**Do this:**
Print the range of lines that opens with the line containing "Pin every instance of the pedestrian" and closes with the last line of the listing. Include both ends; print nothing more.

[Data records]

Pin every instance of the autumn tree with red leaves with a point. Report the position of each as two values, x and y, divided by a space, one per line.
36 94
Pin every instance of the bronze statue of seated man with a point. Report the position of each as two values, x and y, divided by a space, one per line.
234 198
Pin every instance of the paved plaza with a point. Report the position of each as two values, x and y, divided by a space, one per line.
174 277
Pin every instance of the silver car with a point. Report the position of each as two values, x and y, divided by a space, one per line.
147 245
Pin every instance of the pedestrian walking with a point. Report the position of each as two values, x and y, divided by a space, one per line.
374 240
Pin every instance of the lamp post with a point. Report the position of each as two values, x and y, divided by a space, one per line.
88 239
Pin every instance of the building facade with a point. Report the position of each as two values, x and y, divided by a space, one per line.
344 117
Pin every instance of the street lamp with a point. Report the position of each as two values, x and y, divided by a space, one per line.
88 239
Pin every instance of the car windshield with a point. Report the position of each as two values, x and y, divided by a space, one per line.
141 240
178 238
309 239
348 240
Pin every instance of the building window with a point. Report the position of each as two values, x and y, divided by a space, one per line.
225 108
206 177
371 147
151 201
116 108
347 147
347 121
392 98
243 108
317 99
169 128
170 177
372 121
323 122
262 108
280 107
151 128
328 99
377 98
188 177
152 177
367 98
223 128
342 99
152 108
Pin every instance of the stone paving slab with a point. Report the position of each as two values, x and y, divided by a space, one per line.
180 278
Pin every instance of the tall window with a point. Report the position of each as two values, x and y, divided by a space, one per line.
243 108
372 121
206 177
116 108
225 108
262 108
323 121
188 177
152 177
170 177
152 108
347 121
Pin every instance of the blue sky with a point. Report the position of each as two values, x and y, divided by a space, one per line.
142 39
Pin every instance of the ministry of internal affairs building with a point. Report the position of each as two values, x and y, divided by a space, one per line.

**Correct output:**
Pin every instance of the pedestrian walking with a point. Report the position of each as two values, x and y, divided by a space, one per line.
374 240
Pin every instance of the lamp post with a point. Report the position of each as two values, x and y, divided by a space, one per line.
88 239
Pin every instance of the building facade with a point. Report the position of each as two values, x and y, divided by a space, one per line.
344 117
Pin every instance of the street lamp with a point. Report the position of each as two values, x and y, divided by a space, one per line.
88 239
Pin every instance of the car windshield with a point. Report the position of each as two values, x and y, divided by a space, one per line.
141 240
178 238
309 239
348 240
Pin every instance of the building window with a point. Report the position of each as two values, x and y, divided by a space, one per line.
225 108
206 177
371 147
151 201
116 108
347 147
347 121
392 98
243 108
317 99
169 128
170 177
372 121
323 122
262 108
280 107
151 128
328 99
377 98
188 177
152 177
367 98
223 128
342 99
152 108
Pin every instance of the stone paving slab with a point. Report the position of each as two values, x and y, divided by a space, one per line.
180 278
Pin every instance of the tall window with a point. Report the position of each as two values, x and y, divided by a space, one per line.
243 108
372 121
206 177
116 108
225 108
262 108
323 121
188 177
152 177
170 177
152 108
347 121
Pin every instance of the blue sky with a point. Report the position of each as two values, x and y, divided by a space, one per line.
142 39
Pin every instance of the ministry of internal affairs building with a point. Report the position of each as two values, x and y, divided by a space, one per line.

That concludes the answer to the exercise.